Task description:
Type out all of the records below word for word, but leave out the pictures.
——————
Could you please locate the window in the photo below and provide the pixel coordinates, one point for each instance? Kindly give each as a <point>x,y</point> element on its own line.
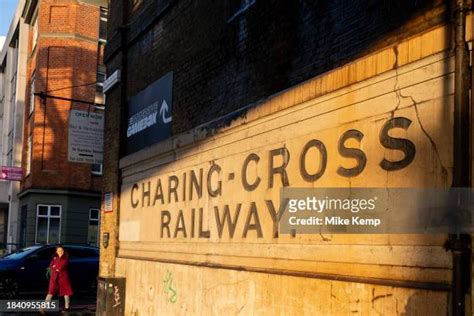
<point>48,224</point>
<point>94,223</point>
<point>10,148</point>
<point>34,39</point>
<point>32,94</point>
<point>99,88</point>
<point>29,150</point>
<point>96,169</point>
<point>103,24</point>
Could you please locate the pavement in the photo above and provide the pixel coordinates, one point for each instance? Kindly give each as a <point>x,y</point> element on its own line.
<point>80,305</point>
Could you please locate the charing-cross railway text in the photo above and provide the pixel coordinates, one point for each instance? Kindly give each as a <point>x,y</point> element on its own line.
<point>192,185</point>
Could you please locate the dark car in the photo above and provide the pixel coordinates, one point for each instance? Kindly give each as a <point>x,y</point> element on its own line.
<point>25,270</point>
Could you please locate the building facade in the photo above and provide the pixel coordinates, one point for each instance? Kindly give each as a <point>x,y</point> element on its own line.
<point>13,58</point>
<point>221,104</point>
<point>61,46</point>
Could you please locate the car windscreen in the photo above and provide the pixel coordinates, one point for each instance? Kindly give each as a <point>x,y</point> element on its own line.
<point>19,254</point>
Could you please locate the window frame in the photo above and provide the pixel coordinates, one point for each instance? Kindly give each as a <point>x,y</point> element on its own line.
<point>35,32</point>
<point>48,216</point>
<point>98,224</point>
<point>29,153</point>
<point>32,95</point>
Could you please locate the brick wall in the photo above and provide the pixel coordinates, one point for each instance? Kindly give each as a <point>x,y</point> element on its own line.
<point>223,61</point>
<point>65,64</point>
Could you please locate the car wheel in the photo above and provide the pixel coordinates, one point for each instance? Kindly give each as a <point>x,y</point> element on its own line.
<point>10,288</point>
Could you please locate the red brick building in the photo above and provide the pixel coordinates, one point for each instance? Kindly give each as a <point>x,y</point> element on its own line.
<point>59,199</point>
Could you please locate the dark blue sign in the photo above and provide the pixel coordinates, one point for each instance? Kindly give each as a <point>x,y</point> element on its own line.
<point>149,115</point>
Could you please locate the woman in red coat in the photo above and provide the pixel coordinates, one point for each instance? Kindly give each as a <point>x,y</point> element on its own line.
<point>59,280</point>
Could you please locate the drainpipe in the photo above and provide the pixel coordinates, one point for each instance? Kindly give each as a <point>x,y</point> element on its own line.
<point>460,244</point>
——————
Answer to the task:
Could you please locate the window in the photo below and provide the pixel coordinates, one point for each instance? Kindly give each as a <point>x,y</point> element on its own line.
<point>48,224</point>
<point>94,223</point>
<point>10,148</point>
<point>34,39</point>
<point>32,94</point>
<point>99,88</point>
<point>29,150</point>
<point>96,169</point>
<point>103,24</point>
Could you please locate the pavement in the photo above and provide the pixel coordinates, one point for each instance? Kindly give each as a <point>x,y</point> element on its own line.
<point>80,305</point>
Could you please locate the charing-cross railway text in the photo above and provide the pixel coordinates, one point for each instance? Kindly give each as a <point>x,y</point> element on its own line.
<point>192,185</point>
Could you please locate the dark car in the photo above and provide the pixel coordinates, one point for each instance? Kindly give each as a <point>x,y</point> element on its own line.
<point>25,270</point>
Could you please locate the building facade in the photo above and provide the pixel coordinates, one point for each instance? Kindly give each as a <point>x,y</point> element on its own line.
<point>13,58</point>
<point>221,104</point>
<point>61,46</point>
Could you please locate the car windscreen in the photo above and provide the pixel coordinates, one point for each instance? Kindly give each as a <point>x,y</point> element on its own line.
<point>19,254</point>
Could you please locate the window frame in the photo above and provide the pixel coordinates, one point for each instance? Kindly give each as a <point>x,y</point> element on its own line.
<point>35,32</point>
<point>48,216</point>
<point>98,224</point>
<point>29,153</point>
<point>32,95</point>
Could you please locate the brick wall in the photo above and provide the pixel coordinates, one point for each instance? Kindly give each as a <point>x,y</point> element on its own line.
<point>223,61</point>
<point>65,64</point>
Could you please locate the car wheel in the photo above and provide the pixel coordinates, one point for each instance? Kindly give each as a <point>x,y</point> element on its own line.
<point>10,288</point>
Could you please locate the red brick building in the photo above and provide the pixel coordinates, one point for each instance? Kindly give each as a <point>x,y</point> element on its own line.
<point>59,199</point>
Could you please locate the dark blue sign in the photo above and provide the pixel coordinates, one point for each instance? Kindly give each as a <point>x,y</point> element on its own line.
<point>149,115</point>
Could you please locate the woman in red coat in the photo above and provide the pixel coordinates, one point for each instance? Kindly give each as a <point>x,y</point> element on its own line.
<point>59,280</point>
Could you please locate the drainpipe in the photo above and provide the pixel coordinates, one point for each instance? Kindly give each as a <point>x,y</point> element on its own line.
<point>460,244</point>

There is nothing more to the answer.